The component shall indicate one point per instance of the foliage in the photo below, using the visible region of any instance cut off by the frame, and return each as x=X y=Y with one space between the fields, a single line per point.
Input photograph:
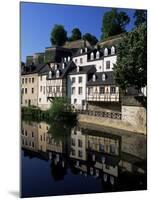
x=90 y=38
x=140 y=17
x=131 y=66
x=58 y=35
x=114 y=23
x=76 y=35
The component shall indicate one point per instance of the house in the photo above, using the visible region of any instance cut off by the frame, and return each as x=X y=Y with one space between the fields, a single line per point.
x=77 y=80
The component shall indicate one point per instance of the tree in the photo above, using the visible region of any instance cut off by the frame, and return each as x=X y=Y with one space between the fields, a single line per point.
x=58 y=35
x=90 y=38
x=114 y=23
x=131 y=66
x=140 y=17
x=76 y=35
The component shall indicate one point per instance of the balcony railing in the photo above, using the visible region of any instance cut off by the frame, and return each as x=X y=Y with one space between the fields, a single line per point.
x=112 y=115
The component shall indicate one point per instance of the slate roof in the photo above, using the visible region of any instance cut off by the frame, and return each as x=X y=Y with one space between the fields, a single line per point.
x=32 y=69
x=84 y=70
x=63 y=72
x=109 y=80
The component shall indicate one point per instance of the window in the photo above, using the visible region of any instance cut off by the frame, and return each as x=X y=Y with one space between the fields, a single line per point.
x=80 y=153
x=113 y=90
x=94 y=77
x=32 y=90
x=81 y=60
x=73 y=80
x=73 y=142
x=92 y=56
x=105 y=52
x=108 y=64
x=73 y=90
x=80 y=79
x=80 y=143
x=57 y=89
x=101 y=90
x=32 y=134
x=90 y=90
x=97 y=55
x=75 y=101
x=103 y=77
x=25 y=90
x=80 y=90
x=112 y=50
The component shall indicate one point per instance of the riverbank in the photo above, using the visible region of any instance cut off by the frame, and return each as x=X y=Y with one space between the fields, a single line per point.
x=111 y=123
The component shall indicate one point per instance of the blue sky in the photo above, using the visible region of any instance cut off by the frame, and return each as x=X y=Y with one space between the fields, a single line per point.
x=38 y=19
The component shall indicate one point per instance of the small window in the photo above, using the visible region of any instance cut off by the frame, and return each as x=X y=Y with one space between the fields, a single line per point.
x=92 y=56
x=105 y=52
x=102 y=90
x=81 y=60
x=25 y=90
x=73 y=90
x=32 y=90
x=80 y=90
x=108 y=64
x=80 y=79
x=80 y=143
x=113 y=90
x=73 y=80
x=97 y=55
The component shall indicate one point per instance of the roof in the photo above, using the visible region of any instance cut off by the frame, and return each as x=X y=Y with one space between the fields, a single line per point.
x=77 y=44
x=63 y=72
x=109 y=79
x=32 y=69
x=84 y=70
x=111 y=41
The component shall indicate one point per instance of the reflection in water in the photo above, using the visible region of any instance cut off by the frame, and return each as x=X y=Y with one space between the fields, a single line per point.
x=60 y=159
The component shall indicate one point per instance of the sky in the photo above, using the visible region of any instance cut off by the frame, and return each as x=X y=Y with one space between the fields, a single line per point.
x=37 y=21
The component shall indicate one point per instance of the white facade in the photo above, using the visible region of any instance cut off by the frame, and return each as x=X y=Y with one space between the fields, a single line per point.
x=77 y=90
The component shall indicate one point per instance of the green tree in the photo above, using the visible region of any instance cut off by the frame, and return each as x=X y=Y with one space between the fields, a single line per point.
x=140 y=17
x=114 y=23
x=76 y=34
x=131 y=66
x=90 y=38
x=58 y=35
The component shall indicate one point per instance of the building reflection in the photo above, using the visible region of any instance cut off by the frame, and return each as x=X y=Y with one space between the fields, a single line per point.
x=85 y=152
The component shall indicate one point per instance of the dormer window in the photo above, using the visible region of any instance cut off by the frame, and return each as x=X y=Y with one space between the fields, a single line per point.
x=112 y=50
x=103 y=77
x=94 y=77
x=105 y=52
x=92 y=56
x=57 y=73
x=50 y=74
x=97 y=55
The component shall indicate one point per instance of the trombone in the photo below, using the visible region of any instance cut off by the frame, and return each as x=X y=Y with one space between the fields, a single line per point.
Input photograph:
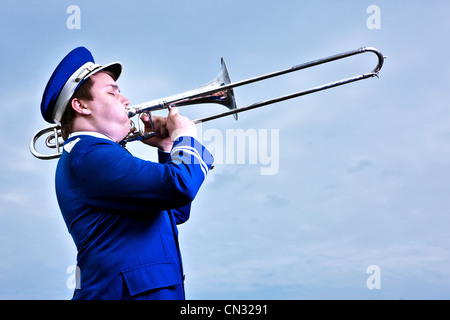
x=219 y=90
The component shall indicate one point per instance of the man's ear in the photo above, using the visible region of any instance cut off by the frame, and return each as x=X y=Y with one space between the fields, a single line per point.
x=80 y=107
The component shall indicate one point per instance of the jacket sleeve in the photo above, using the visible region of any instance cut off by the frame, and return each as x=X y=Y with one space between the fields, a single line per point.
x=109 y=177
x=181 y=214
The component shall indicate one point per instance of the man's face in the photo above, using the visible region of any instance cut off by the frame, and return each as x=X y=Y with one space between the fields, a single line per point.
x=108 y=107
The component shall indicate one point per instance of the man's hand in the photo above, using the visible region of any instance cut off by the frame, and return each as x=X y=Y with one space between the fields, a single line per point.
x=179 y=125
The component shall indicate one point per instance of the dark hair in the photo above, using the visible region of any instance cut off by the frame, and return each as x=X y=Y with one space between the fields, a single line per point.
x=83 y=93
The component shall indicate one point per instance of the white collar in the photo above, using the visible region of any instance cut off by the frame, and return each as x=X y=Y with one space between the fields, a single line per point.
x=89 y=133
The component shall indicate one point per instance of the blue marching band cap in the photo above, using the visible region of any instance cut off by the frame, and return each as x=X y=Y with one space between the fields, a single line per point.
x=71 y=72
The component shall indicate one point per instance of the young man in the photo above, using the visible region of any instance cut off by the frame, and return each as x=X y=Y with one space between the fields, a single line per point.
x=121 y=211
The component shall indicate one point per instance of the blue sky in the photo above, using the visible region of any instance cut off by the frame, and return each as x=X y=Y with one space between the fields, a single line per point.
x=362 y=170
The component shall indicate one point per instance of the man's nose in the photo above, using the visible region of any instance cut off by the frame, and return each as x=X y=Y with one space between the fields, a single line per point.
x=125 y=101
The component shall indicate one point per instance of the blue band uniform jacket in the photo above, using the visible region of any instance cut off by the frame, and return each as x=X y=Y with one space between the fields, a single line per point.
x=122 y=212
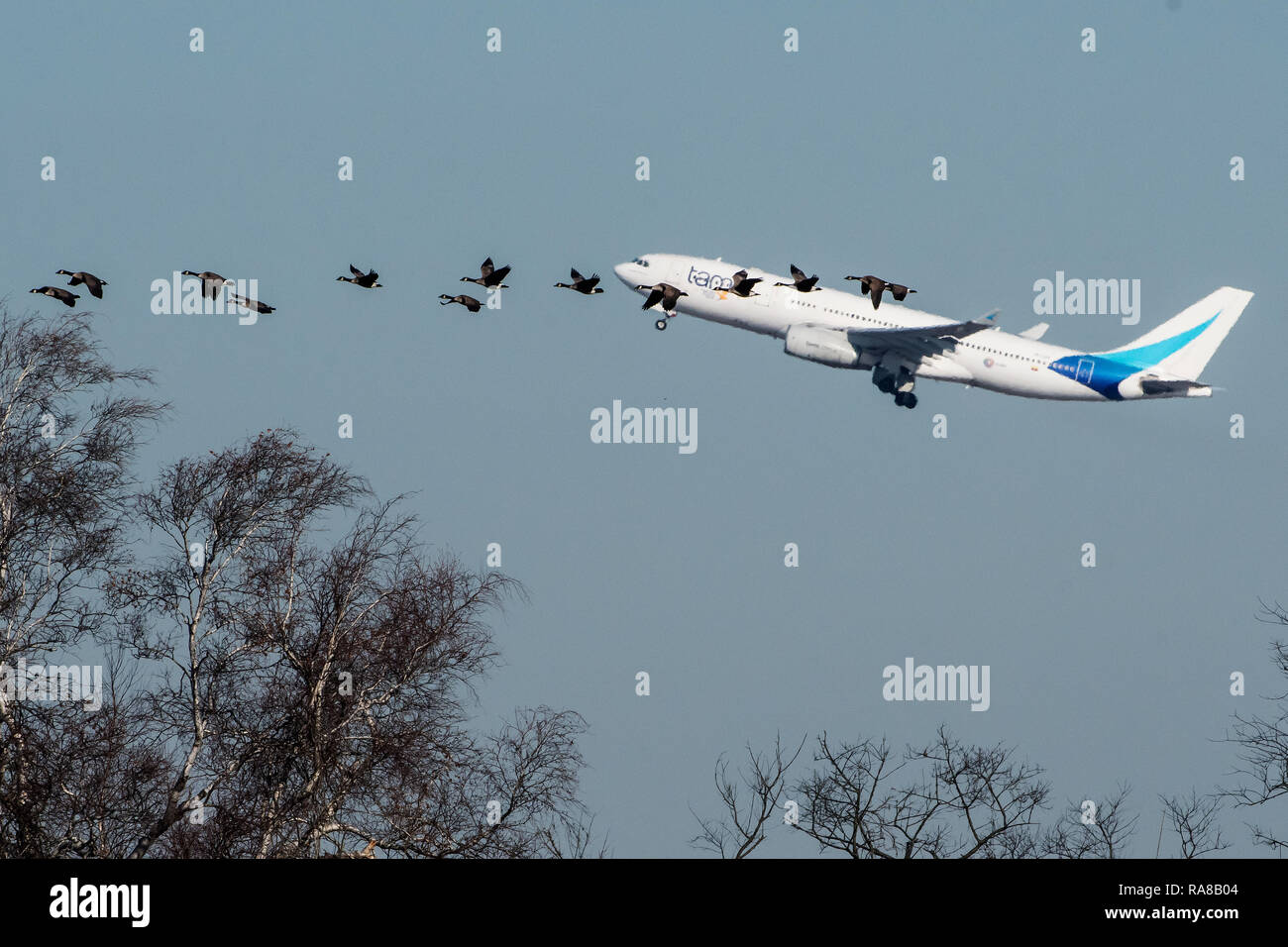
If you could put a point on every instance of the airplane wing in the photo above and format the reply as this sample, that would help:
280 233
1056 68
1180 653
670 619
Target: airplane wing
917 342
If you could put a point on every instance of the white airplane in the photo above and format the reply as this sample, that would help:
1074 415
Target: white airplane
901 344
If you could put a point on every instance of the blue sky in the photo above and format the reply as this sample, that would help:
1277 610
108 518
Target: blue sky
962 551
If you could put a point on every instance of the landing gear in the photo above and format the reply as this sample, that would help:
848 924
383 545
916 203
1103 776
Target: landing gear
900 384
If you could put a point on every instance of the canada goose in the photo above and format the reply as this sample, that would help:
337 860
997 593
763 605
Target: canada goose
64 296
468 302
252 303
875 286
800 281
91 282
584 285
489 277
742 283
210 282
668 295
366 281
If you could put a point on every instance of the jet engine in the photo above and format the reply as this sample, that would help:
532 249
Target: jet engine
823 346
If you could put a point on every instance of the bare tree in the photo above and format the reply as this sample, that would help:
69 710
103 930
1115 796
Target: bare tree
68 433
1093 827
941 800
313 699
1262 746
750 802
1194 822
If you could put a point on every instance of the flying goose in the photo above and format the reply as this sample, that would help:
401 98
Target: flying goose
252 303
668 295
742 283
489 277
64 296
800 281
875 286
468 302
210 282
91 282
366 281
585 285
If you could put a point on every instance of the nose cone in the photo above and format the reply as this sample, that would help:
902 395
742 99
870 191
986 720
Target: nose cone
629 273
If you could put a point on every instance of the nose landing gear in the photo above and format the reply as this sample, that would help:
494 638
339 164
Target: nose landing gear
898 384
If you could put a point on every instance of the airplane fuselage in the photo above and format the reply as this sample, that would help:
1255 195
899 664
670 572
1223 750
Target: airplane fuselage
991 359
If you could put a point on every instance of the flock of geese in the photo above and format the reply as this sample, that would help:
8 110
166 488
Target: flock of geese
211 285
743 285
493 277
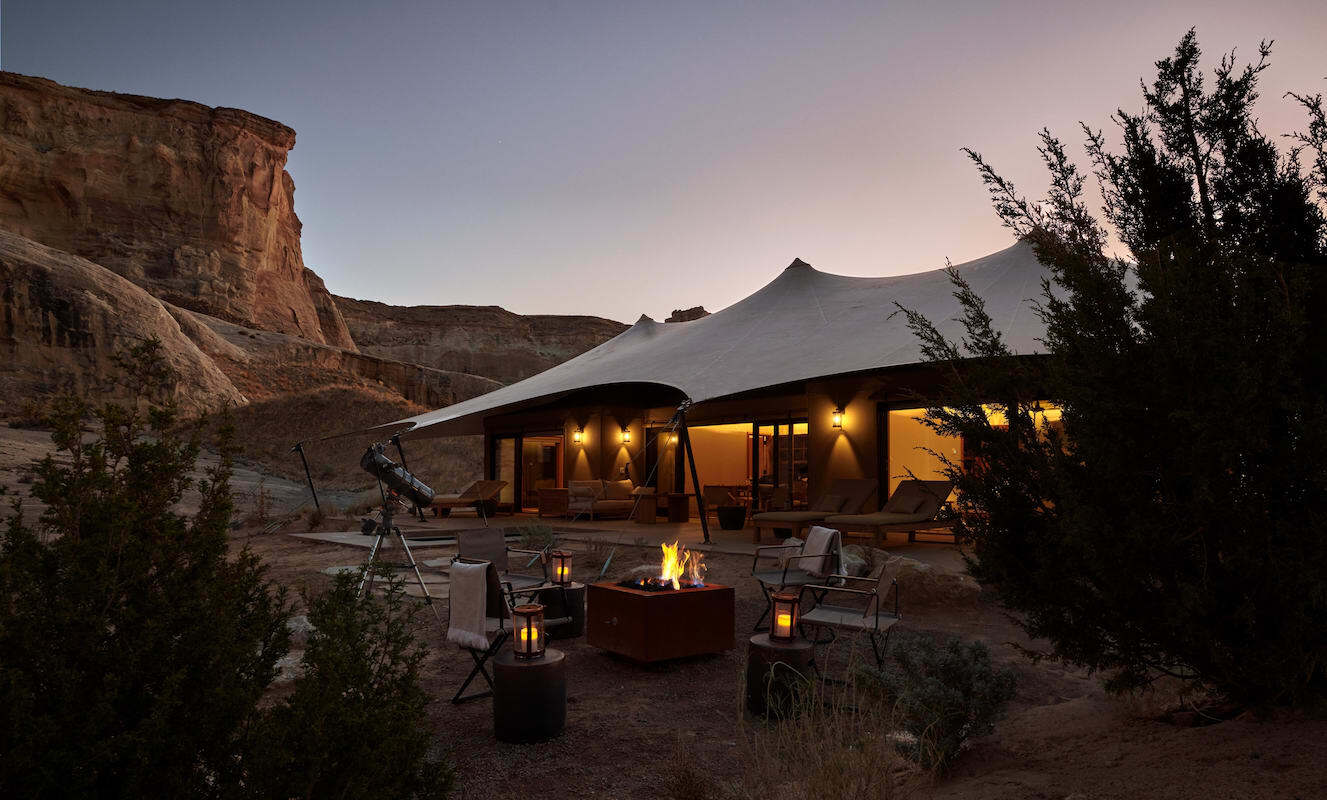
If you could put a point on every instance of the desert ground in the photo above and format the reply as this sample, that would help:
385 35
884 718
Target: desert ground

**Exercise prompt:** Your task is to set down exactly the lines that run from the line holding "the nose landing" through the close of the entries, including both ends. Pictures stay out.

**Written reply:**
If you could put a point on every instance of the nose landing gear in the photo above and format the reply as this sample, that would help:
494 638
339 164
Target: nose landing gear
898 384
If you could put a point on every instance of the airplane fuselage in the photo above and format the reply as this sample, that would help:
1255 195
899 664
670 572
1223 750
Target: airplane fuselage
991 359
If you could put a point on every instance of the flock of geese in the photo above and format the reply as this sample, that would help:
8 110
166 488
Target: flock of geese
211 285
743 285
493 277
If you could put a point on every instance of the desert ground in the photo above and format the reply as this sample, that would help:
385 35
884 718
Target: desert ground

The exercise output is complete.